[Data listing]
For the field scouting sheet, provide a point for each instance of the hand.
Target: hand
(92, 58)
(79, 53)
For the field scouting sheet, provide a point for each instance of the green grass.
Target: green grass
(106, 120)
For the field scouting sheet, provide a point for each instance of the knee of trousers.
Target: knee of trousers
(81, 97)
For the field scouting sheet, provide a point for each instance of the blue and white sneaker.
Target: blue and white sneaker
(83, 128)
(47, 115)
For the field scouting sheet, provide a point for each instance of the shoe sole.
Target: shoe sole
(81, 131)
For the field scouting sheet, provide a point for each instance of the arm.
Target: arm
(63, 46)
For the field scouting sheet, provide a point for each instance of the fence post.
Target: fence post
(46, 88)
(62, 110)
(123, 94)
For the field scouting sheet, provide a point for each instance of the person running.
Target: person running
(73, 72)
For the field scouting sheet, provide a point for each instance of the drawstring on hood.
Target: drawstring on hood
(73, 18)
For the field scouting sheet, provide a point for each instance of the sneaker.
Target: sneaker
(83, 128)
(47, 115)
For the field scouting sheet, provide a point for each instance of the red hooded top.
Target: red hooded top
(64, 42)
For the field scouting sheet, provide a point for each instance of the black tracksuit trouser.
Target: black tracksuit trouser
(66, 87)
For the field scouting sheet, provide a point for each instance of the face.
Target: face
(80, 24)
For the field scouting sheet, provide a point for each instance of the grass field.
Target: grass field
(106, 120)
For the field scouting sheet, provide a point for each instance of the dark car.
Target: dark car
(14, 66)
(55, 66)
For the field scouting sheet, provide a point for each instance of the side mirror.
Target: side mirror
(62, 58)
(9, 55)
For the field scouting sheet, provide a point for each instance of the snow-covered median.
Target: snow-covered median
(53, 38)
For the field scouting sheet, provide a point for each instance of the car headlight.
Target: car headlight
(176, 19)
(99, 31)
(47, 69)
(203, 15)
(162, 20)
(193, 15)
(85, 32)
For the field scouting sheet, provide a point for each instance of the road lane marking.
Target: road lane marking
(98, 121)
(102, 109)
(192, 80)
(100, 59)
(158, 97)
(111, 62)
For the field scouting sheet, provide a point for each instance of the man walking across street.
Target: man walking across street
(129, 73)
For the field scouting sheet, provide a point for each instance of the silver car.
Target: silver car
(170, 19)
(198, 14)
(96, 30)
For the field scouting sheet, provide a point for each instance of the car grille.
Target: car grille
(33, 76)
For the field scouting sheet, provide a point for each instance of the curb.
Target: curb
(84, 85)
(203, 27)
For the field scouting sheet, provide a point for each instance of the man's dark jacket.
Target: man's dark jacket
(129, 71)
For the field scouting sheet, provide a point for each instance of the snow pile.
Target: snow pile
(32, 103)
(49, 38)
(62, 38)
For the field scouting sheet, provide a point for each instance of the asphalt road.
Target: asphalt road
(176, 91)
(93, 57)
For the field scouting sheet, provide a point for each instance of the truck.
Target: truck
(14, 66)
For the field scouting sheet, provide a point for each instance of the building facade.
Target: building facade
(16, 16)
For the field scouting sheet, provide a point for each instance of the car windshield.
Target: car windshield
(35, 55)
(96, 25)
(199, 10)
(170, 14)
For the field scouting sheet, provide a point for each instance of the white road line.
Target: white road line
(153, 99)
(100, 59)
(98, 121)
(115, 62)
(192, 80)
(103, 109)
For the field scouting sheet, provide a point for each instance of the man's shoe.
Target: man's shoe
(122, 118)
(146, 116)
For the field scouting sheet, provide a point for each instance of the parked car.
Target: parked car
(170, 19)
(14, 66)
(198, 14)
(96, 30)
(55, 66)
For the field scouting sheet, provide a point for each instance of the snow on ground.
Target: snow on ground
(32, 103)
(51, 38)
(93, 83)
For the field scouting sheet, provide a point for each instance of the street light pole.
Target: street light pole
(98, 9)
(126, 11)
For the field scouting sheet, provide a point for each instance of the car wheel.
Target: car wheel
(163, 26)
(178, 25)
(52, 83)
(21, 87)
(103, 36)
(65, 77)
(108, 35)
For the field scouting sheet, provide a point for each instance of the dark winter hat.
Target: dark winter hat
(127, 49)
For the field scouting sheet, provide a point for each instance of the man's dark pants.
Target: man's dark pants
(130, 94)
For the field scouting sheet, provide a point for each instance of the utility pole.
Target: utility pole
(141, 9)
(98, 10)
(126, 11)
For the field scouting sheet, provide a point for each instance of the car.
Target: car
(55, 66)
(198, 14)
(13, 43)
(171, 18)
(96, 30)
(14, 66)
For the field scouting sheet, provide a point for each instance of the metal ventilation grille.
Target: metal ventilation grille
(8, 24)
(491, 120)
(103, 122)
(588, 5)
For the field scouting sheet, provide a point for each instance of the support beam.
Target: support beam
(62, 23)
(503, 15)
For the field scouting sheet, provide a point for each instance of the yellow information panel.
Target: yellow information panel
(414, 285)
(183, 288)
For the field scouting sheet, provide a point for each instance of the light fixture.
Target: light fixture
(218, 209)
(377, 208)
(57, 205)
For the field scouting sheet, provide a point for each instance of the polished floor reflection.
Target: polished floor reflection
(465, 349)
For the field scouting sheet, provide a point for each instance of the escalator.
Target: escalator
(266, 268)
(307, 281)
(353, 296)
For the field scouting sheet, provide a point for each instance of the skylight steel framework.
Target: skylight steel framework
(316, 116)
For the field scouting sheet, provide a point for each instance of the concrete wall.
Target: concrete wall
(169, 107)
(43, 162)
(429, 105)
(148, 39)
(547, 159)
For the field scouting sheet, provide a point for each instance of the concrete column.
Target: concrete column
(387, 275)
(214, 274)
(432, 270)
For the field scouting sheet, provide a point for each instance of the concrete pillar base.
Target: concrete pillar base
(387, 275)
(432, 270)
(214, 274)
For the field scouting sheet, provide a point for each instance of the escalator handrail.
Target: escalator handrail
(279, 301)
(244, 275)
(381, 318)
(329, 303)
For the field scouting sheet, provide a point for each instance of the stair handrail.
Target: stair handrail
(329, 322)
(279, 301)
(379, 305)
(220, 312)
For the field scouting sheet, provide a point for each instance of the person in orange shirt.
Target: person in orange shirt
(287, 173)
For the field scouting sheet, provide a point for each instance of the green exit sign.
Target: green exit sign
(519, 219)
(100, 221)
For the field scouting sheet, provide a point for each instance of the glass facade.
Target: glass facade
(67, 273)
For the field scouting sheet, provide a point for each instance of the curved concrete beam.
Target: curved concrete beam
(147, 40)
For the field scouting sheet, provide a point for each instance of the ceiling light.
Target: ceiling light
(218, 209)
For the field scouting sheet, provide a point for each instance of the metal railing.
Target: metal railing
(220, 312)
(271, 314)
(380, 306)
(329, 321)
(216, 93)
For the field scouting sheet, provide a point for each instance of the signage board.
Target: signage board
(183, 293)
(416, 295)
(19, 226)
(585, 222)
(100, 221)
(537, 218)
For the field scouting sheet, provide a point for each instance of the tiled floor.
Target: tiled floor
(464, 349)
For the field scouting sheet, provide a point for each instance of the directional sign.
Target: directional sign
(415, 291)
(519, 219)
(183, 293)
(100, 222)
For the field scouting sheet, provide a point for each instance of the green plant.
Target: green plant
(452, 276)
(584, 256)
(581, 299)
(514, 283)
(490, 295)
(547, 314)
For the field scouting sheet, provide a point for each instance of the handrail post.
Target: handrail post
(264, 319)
...
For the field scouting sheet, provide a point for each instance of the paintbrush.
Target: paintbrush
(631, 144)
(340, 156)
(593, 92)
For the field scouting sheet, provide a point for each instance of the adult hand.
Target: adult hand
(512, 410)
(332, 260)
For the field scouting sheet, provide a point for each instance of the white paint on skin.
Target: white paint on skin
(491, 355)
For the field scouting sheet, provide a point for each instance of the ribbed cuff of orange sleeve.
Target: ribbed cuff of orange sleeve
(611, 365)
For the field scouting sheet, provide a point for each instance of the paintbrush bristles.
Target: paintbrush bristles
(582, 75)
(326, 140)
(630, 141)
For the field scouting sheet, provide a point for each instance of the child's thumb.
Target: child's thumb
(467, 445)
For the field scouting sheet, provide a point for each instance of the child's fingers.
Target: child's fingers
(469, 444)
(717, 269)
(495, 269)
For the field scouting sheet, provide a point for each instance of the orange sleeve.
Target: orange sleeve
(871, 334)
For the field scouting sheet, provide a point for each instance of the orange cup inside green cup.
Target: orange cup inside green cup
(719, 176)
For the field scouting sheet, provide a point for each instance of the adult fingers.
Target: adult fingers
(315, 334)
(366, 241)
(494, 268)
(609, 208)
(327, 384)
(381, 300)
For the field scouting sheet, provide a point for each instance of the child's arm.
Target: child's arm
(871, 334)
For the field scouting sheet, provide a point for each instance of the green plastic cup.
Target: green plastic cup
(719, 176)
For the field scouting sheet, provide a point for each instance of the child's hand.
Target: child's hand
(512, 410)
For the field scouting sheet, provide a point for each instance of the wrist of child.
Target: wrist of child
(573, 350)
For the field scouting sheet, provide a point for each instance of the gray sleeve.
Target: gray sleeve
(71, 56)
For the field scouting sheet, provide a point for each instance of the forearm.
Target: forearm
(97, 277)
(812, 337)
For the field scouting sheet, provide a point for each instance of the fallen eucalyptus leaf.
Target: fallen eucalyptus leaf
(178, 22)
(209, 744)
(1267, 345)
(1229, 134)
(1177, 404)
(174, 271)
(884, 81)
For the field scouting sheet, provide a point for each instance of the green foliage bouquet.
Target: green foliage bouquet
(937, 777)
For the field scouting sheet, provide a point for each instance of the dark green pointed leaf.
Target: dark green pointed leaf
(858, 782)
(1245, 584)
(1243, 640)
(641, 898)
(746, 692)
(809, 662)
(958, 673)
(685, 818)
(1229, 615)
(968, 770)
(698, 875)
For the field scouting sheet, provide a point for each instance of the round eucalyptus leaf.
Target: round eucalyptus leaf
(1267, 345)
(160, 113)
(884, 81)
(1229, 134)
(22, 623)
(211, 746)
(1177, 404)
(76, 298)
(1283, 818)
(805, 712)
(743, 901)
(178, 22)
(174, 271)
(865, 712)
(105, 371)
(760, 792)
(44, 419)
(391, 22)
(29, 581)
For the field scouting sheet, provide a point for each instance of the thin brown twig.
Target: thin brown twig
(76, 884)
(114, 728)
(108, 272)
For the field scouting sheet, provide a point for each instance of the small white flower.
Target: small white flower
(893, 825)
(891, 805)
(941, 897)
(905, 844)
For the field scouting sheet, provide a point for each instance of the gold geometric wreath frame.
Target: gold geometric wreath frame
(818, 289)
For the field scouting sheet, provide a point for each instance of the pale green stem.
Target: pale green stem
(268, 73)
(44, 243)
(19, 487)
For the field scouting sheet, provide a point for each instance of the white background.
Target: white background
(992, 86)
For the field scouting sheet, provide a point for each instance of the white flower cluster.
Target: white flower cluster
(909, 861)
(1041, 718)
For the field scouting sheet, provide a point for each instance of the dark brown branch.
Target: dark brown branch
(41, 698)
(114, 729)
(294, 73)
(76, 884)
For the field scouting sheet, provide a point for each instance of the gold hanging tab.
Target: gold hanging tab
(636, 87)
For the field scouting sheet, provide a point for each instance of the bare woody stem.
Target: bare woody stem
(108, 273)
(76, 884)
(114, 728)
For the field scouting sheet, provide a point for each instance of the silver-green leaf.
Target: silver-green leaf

[Task statement] Out of the data above, transcribe exactly and only the lines starting with the line that has "of the hand." and going on through the line that has "drawstring on hood.", both included.

[Reply to the task]
For the field scouting sheet, provide a point for each instance of the hand.
Target: hand
(92, 58)
(79, 53)
For the field scouting sheet, provide a point for each instance of the green grass.
Target: green grass
(106, 120)
For the field scouting sheet, provide a point for each instance of the knee of trousers.
Target: knee of trousers
(81, 97)
For the field scouting sheet, provide a point for each instance of the blue and white sneaker.
Target: blue and white sneaker
(83, 128)
(47, 115)
For the field scouting sheet, provide a point for each instance of the shoe sole.
Target: shoe sole
(81, 131)
For the field scouting sheet, provide a point for each instance of the arm.
Target: arm
(63, 46)
For the field scouting sheet, provide a point for each instance of the fence post.
Target: fence post
(46, 88)
(62, 110)
(123, 94)
For the field scouting sheet, provide a point for each instance of the person running.
Target: person running
(73, 72)
For the field scouting sheet, provide a point for each instance of the drawstring on hood.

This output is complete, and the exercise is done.